→ Exercise
Give the lines again exactly as they appear, from the first line of the listing through the line containing "label: tall grass => bbox", and omit every picture.

:: Records shown

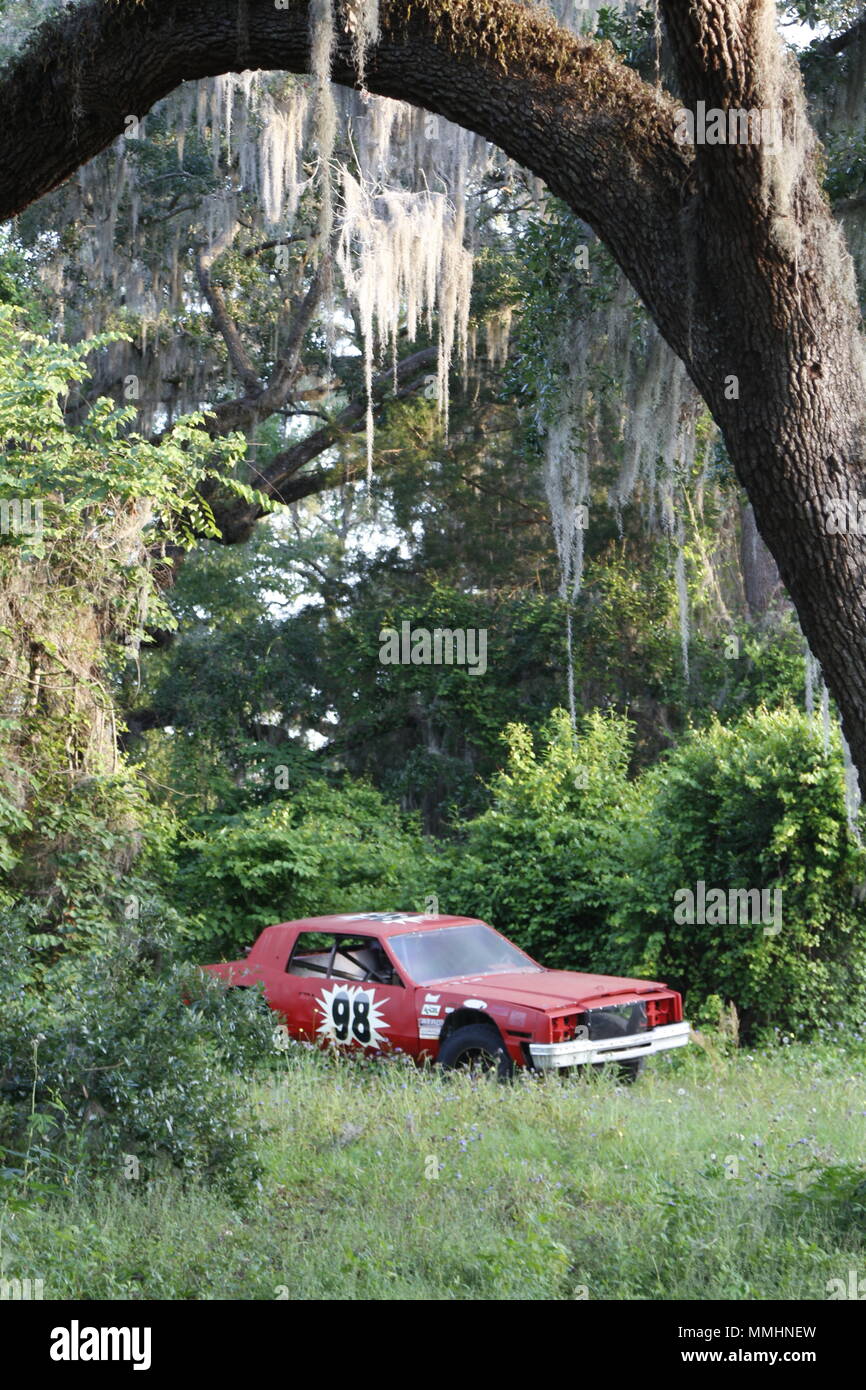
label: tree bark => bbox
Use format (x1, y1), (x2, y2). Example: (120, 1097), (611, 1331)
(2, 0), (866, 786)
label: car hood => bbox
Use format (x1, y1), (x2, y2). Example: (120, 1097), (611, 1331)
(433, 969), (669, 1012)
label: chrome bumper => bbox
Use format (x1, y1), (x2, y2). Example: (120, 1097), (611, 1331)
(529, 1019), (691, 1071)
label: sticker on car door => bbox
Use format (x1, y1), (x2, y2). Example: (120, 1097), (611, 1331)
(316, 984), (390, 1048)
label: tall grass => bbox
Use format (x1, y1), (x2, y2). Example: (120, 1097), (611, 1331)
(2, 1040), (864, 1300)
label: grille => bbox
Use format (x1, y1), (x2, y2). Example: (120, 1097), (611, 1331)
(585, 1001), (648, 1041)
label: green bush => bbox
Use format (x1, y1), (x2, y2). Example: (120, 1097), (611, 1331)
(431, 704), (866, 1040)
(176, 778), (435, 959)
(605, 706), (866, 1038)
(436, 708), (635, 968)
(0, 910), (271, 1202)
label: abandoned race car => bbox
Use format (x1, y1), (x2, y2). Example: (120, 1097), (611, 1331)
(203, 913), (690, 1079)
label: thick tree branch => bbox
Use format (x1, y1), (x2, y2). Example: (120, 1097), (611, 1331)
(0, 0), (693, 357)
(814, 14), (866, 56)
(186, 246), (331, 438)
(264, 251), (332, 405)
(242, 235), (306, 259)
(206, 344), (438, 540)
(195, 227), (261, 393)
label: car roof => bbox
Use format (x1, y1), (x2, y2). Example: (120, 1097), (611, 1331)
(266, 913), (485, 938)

::::

→ Exercise solution
label: tree bark => bbox
Use format (x1, y1), (x2, y2). Example: (120, 1097), (611, 1331)
(2, 0), (866, 786)
label: car hood => bbox
Use format (x1, y1), (x2, y2). Example: (120, 1097), (611, 1331)
(433, 969), (669, 1012)
label: chrome bumper => bbox
Use format (x1, y1), (x2, y2). Example: (120, 1097), (611, 1331)
(529, 1019), (691, 1071)
label: sticker on car door => bbox
Use format (x1, y1), (x2, y2). Example: (120, 1097), (611, 1331)
(316, 984), (390, 1048)
label: tall grass => bbox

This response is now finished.